## Aim of the task
Gather every line of the data below that contains the string "rough", matching its case exactly.

[Data excerpts]
══════
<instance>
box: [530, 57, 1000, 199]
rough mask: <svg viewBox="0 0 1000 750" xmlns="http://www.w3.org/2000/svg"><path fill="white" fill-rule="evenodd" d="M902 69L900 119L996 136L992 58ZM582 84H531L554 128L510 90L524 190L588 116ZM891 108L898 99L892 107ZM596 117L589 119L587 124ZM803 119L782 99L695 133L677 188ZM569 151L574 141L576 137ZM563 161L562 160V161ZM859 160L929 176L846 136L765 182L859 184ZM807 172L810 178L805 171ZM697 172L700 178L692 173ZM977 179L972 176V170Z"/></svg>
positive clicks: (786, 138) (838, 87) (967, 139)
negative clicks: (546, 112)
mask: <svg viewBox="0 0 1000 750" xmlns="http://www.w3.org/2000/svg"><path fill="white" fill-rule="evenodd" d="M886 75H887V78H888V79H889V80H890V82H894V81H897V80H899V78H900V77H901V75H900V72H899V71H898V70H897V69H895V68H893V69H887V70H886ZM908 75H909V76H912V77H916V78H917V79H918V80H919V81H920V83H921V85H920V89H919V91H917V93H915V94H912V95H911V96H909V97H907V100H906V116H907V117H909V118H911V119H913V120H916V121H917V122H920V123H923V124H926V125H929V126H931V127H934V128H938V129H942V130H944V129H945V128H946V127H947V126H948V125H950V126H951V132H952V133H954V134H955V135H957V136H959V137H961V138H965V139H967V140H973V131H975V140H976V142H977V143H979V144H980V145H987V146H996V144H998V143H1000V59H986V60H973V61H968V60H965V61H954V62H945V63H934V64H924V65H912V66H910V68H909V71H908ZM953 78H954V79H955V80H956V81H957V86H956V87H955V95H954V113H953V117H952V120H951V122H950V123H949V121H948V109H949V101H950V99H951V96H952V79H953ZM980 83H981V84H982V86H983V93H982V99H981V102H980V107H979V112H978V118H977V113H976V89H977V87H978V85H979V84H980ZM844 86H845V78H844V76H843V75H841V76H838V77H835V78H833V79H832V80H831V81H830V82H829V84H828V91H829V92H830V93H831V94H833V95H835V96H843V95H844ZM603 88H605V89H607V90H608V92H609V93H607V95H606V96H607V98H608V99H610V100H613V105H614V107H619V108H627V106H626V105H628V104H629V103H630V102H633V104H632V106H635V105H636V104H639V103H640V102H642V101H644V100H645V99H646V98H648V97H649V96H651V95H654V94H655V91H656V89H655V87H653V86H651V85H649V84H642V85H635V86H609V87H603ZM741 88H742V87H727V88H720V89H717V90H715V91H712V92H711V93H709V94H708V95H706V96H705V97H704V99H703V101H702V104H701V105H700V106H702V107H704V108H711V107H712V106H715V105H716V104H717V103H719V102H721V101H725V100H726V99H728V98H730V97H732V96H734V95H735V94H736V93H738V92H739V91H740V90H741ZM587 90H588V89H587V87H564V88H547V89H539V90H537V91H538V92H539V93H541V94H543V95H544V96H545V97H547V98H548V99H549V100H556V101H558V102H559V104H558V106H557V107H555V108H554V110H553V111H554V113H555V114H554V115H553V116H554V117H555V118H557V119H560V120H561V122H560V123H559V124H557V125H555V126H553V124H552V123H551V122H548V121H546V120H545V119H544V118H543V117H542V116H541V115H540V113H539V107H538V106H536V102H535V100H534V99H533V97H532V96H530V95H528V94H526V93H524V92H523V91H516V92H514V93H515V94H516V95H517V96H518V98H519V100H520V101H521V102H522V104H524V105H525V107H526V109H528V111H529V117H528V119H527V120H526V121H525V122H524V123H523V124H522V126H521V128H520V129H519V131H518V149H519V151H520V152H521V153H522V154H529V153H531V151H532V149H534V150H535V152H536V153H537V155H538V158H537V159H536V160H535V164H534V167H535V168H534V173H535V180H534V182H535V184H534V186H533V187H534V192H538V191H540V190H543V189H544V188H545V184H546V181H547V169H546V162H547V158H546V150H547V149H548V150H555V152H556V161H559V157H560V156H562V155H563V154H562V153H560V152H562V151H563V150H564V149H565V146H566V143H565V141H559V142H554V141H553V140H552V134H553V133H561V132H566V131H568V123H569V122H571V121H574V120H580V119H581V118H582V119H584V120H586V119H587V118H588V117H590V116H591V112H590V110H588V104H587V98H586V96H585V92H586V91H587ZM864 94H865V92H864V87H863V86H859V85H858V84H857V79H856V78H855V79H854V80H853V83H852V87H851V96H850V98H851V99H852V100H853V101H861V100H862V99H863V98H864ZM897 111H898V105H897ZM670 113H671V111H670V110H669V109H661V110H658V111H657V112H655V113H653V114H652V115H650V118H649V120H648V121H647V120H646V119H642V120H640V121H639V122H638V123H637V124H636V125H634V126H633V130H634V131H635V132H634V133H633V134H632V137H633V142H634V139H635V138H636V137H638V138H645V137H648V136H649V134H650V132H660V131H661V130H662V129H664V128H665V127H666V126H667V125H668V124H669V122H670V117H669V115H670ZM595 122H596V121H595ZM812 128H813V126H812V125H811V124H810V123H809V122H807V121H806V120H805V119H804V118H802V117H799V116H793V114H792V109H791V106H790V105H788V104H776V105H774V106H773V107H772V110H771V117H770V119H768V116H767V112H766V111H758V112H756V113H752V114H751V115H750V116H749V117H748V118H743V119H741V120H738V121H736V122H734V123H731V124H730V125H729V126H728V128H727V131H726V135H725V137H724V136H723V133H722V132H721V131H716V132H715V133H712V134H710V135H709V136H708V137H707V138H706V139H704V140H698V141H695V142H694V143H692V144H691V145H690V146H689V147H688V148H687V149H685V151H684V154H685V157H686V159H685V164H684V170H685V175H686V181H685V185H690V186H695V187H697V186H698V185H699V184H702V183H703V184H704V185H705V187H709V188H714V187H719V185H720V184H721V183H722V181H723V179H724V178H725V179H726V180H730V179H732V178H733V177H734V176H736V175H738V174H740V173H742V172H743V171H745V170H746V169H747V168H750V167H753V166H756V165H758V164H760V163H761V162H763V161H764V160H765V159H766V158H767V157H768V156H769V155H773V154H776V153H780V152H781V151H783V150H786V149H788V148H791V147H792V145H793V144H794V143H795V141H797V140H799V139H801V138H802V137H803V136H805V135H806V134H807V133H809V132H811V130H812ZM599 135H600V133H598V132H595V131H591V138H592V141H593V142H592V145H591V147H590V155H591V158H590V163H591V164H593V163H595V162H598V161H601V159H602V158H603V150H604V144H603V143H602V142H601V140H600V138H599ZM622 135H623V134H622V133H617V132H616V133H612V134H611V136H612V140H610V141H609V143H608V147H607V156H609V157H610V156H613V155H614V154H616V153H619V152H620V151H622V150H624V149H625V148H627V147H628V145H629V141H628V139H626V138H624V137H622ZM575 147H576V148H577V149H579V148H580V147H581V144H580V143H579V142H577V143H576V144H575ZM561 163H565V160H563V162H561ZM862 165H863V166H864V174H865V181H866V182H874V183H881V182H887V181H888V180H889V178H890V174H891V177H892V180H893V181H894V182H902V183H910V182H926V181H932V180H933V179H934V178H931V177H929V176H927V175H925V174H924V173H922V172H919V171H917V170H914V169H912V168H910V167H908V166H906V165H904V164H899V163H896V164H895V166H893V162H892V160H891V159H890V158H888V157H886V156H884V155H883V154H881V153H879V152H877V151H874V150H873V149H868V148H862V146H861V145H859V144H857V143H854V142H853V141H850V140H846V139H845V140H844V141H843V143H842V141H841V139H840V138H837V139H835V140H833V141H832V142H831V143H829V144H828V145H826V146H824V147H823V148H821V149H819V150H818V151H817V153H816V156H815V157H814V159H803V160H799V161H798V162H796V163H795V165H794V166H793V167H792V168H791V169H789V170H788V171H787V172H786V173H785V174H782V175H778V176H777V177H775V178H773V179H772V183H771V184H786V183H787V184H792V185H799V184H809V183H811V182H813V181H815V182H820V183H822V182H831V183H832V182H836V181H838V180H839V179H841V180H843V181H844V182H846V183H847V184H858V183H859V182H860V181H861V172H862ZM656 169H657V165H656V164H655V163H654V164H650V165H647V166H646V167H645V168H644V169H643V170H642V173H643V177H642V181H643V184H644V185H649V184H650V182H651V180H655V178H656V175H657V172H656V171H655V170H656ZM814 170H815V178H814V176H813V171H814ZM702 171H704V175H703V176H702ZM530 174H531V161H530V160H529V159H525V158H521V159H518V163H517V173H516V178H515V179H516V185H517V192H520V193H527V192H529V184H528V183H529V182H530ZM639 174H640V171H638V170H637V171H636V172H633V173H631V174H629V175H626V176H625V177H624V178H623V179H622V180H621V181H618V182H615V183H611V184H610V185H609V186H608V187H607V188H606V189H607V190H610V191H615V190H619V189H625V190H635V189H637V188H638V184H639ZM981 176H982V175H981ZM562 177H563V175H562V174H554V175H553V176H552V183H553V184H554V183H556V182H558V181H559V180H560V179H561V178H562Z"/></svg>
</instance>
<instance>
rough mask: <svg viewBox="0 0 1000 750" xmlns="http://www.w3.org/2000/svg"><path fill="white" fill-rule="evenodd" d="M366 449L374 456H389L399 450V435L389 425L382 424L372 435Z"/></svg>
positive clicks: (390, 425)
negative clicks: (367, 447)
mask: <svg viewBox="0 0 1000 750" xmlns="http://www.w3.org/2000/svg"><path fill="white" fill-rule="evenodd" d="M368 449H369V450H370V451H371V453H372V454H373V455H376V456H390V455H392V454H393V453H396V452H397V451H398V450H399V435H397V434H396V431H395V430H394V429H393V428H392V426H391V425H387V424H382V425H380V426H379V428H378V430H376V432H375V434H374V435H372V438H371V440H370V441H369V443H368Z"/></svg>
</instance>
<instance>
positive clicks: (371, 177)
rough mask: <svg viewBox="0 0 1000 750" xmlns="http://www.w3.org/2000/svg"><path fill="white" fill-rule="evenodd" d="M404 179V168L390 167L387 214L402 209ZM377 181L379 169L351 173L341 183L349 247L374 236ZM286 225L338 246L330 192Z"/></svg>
══════
## Output for this exercise
rough mask: <svg viewBox="0 0 1000 750" xmlns="http://www.w3.org/2000/svg"><path fill="white" fill-rule="evenodd" d="M902 69L900 119L996 136L992 58ZM582 84H531L554 128L510 90L524 190L588 116ZM891 108L898 99L892 107ZM596 117L589 119L587 124ZM803 119L782 99L695 133L677 188ZM569 151L574 141L576 137ZM563 161L562 160V161ZM859 160L929 176L846 136L765 182L859 184ZM807 172L810 178L805 171ZM697 172L700 178L692 173ZM977 179L972 176V170Z"/></svg>
rough mask: <svg viewBox="0 0 1000 750" xmlns="http://www.w3.org/2000/svg"><path fill="white" fill-rule="evenodd" d="M366 449L374 456H389L399 450V435L389 425L382 424L372 435Z"/></svg>
rough mask: <svg viewBox="0 0 1000 750" xmlns="http://www.w3.org/2000/svg"><path fill="white" fill-rule="evenodd" d="M404 179V168L390 167L387 214L402 209ZM377 181L379 169L351 173L341 183L349 247L374 236ZM286 225L338 246L330 192Z"/></svg>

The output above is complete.